# 掲載本文:

= = = =

長野県野沢温泉の「いけしょう」へ宿泊してきました。
子連れで過ごしてきた様子を紹介していきます。
野沢温泉の宿・いけしょうについて
長野県飯山市にある野沢温泉は、北陸新幹線飯山駅から路線バスで25分。
観光客でも利用できる13の共同浴場や賑やかな温泉街、冬はスキー場がオープンするなど1年を通してが多くの人が訪れています。
「民宿いけしょう」は野沢温泉バスターミナルからは徒歩5分ほどの「熊の手洗い」エリアにあります。
100年以上の古民家を改装した重厚感のある建物。つい立ち止まり眺めたくなる、厳かな雰囲気です。
内湯がないので歩いて30秒ほどの共同浴場「熊の手洗い湯」を利用します。うちの家族は大丈夫でしたが、内湯がないと困るという場合は、宿泊は難しいかもしれません。
いけしょうを知ったのは、雑誌『自遊人』の特集記事。俳優・緒形拳さんが宿泊し、雰囲気や食事を非常に気に入ったとのこと。
さらに、宿泊費が1泊2食付き8,700円(当時)という安さだったので、行ってみたいと思ったのでした。あの緒方拳さんが気に入った宿なんて気になりますしね。
扉を開けると昔ながらの玄関が広がり、ご主人と奥様が出迎えてくれました。
チェックインは14時。12時頃到着するので荷物だけ置かせてもらえないか、と事前にお願いしていましたが「準備ができているので」と早い時間から部屋に案内してくれました。親切な対応に旅の疲れも吹っ飛びます。

= = = =

# 課題の入力:
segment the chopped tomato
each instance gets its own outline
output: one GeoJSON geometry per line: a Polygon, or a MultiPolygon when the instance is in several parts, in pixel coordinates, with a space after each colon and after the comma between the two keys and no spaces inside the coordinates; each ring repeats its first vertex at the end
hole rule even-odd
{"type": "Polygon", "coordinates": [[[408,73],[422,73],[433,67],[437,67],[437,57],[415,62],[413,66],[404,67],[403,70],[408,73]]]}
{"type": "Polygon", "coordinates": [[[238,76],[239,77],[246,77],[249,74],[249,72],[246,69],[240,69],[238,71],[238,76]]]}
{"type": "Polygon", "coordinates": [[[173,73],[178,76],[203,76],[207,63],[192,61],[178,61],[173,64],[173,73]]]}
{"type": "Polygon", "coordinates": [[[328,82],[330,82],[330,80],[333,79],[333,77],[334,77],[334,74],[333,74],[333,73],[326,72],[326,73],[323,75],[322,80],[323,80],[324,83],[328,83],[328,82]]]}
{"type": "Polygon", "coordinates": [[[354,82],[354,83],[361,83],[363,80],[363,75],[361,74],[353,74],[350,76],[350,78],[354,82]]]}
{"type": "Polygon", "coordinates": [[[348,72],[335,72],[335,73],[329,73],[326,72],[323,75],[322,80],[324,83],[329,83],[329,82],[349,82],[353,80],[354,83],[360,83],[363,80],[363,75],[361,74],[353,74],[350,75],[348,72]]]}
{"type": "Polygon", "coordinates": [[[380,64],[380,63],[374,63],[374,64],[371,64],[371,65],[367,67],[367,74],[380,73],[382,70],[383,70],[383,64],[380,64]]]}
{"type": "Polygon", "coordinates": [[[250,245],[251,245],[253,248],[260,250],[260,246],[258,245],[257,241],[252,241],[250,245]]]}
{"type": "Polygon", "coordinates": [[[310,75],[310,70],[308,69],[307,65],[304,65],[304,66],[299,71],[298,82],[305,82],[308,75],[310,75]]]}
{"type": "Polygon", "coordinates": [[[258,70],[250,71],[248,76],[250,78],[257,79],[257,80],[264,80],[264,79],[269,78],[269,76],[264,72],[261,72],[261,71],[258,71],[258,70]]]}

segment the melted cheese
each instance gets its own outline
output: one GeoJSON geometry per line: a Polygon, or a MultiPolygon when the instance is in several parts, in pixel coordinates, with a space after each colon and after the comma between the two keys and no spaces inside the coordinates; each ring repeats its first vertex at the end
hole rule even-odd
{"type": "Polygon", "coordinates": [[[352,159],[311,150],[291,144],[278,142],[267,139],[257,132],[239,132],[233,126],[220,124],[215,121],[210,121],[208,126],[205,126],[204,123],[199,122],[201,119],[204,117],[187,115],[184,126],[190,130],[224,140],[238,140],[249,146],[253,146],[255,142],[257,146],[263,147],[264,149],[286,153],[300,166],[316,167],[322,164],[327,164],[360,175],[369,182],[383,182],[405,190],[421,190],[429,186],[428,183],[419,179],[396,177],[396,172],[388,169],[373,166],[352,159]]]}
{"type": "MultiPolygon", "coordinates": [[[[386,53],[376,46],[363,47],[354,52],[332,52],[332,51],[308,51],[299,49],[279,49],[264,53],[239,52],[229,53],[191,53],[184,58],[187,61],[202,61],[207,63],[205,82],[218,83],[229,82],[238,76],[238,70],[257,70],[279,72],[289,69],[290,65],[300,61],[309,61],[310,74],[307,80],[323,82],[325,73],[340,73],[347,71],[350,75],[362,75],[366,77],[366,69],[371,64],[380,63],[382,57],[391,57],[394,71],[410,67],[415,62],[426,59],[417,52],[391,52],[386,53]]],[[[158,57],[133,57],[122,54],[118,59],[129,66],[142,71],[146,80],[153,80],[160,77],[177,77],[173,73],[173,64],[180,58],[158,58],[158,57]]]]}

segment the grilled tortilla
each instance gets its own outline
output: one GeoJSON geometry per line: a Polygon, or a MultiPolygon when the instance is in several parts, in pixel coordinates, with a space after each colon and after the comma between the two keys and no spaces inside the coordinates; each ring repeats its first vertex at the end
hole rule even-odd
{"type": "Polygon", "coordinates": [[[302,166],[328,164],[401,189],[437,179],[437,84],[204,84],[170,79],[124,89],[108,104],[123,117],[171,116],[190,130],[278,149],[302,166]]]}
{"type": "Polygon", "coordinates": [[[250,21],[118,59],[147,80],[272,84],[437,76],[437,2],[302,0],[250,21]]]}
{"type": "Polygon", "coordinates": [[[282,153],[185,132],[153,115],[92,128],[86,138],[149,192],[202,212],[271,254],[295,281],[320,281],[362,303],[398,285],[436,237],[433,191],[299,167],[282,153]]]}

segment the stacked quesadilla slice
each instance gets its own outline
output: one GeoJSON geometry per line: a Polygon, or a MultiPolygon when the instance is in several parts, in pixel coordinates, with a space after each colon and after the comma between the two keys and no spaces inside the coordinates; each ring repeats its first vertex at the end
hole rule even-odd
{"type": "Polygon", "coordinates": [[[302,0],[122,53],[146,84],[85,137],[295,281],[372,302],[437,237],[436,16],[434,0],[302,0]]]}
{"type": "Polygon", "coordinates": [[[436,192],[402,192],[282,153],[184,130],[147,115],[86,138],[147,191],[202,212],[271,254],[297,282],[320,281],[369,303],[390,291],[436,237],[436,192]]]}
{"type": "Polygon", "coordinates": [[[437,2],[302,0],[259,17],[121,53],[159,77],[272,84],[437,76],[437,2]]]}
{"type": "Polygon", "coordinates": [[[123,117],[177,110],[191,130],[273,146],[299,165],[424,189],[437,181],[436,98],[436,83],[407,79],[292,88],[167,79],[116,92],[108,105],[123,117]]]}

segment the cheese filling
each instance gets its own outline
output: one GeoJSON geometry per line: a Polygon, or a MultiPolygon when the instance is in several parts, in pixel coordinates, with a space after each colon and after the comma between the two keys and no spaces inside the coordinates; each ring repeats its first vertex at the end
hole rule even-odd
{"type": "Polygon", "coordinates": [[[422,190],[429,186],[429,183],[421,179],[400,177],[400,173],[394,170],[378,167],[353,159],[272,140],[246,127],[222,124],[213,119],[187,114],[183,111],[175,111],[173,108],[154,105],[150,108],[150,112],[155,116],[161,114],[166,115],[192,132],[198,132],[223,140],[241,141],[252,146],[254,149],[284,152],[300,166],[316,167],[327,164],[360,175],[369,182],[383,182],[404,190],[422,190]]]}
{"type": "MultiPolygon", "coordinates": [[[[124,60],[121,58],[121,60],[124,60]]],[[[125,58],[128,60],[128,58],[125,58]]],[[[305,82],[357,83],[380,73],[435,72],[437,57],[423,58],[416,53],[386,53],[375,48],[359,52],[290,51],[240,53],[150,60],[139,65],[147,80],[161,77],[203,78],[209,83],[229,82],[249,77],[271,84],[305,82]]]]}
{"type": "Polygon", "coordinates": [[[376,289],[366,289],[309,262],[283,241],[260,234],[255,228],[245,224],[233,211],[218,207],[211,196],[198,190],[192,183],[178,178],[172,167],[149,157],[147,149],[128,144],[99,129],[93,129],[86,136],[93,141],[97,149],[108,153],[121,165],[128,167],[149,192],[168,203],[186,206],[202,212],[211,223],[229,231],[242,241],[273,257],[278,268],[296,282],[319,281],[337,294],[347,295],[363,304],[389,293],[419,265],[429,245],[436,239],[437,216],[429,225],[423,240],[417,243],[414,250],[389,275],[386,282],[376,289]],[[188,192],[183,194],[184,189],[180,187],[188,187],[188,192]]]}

= = = =

# 課題の指示:
• A. 一覧の「segment the cheese filling」を含む行から一覧の末尾までを、「cheese filling」を「cheese layer」に置き換え、ほかは変えずに書き直してください。
• B. 野沢温泉の宿「いけしょう」の宿泊記を、本文の最後の文に続けて書き進めてください。

# 課題別の解答:
• A.
segment the cheese layer
each instance gets its own outline
output: one GeoJSON geometry per line: a Polygon, or a MultiPolygon when the instance is in several parts, in pixel coordinates, with a space after each colon and after the comma between the two keys and no spaces inside the coordinates; each ring repeats its first vertex at the end
hole rule even-odd
{"type": "Polygon", "coordinates": [[[422,190],[429,186],[429,183],[421,179],[400,177],[400,173],[394,170],[378,167],[353,159],[272,140],[246,127],[222,124],[213,119],[187,114],[183,111],[175,111],[173,108],[154,105],[150,108],[150,112],[155,116],[161,114],[166,115],[192,132],[198,132],[223,140],[241,141],[252,146],[254,149],[284,152],[300,166],[316,167],[327,164],[360,175],[369,182],[383,182],[404,190],[422,190]]]}
{"type": "MultiPolygon", "coordinates": [[[[124,60],[121,58],[121,60],[124,60]]],[[[125,58],[128,60],[128,58],[125,58]]],[[[305,82],[357,83],[380,73],[435,72],[437,57],[423,58],[416,53],[386,53],[375,48],[359,52],[290,51],[240,53],[150,60],[139,65],[147,80],[161,77],[203,78],[209,83],[229,82],[249,77],[271,84],[305,82]]]]}
{"type": "Polygon", "coordinates": [[[376,289],[366,289],[309,262],[283,241],[260,234],[255,228],[245,224],[233,211],[218,207],[211,196],[198,190],[192,183],[178,178],[172,167],[149,157],[147,149],[128,144],[99,129],[93,129],[86,136],[93,141],[97,149],[108,153],[121,165],[128,167],[149,192],[168,203],[186,206],[202,212],[211,223],[229,231],[242,241],[273,257],[278,268],[296,282],[319,281],[337,294],[347,295],[363,304],[389,293],[419,265],[429,245],[436,239],[437,216],[429,225],[423,240],[417,243],[414,250],[389,275],[386,282],[376,289]],[[188,192],[183,194],[184,189],[180,187],[188,187],[188,192]]]}

• B.
宿はご夫婦で接客しており、客室は1階1部屋、2階2部屋で通常時は3組の受け入れが可能だそうです。
(訪れた2021年3月は2組に減らして営業していました。)
廊下と階段を歩くと、黒塗りの床と柱はピカピカ!黒だとホコリが目立ちますが、気にならないほどで掃除が行き届いているのがわかります。
この日の宿泊は私たち4人だけだったので、多少子どもが大きな声を出しても気にせず過ごせました。
案内されたのは、2階の10畳ほどのお部屋。料金は税込で、大人1泊2食付き9,500円、小学生は6,300円、休日前でも同料金でした。
部屋にはテレビとこたつ、暖房が置かれ、トイレと洗面所は廊下にあります。
大人2人子ども2人で過ごすにはちょうどいい広さ。大人3人までなら無理なく過ごせるかなという印象です。
天井は高く太く立派な梁がかかり、古民家の雰囲気が存分に味わえる素敵な空間です。
客室には浴衣が用意されていました。
こたつの上には茶器セットと温泉まんじゅう。
お茶を飲んでこの後、2時間ほど外出したのですが戻ってきたらポットのお湯が追加されていました。短時間なのに交換してくれたようです。
共同のトイレ・洗面台は2階と1階にそれぞれ設置されています。古民家といっても、洗面台は広くトイレも新しいので安心して使えました。
洗面台にはハンドソープ、シャンプー、リンス、ボディソープ、洗顔フォーム、使い捨て歯ブラシ、歯磨き粉、タオルがひととおり置かれ、宿泊客は自由に利用できます。
そして気になるのが温泉。先述したとおり、いけしょうには内湯がなく、野沢温泉の外湯を利用するようになっています。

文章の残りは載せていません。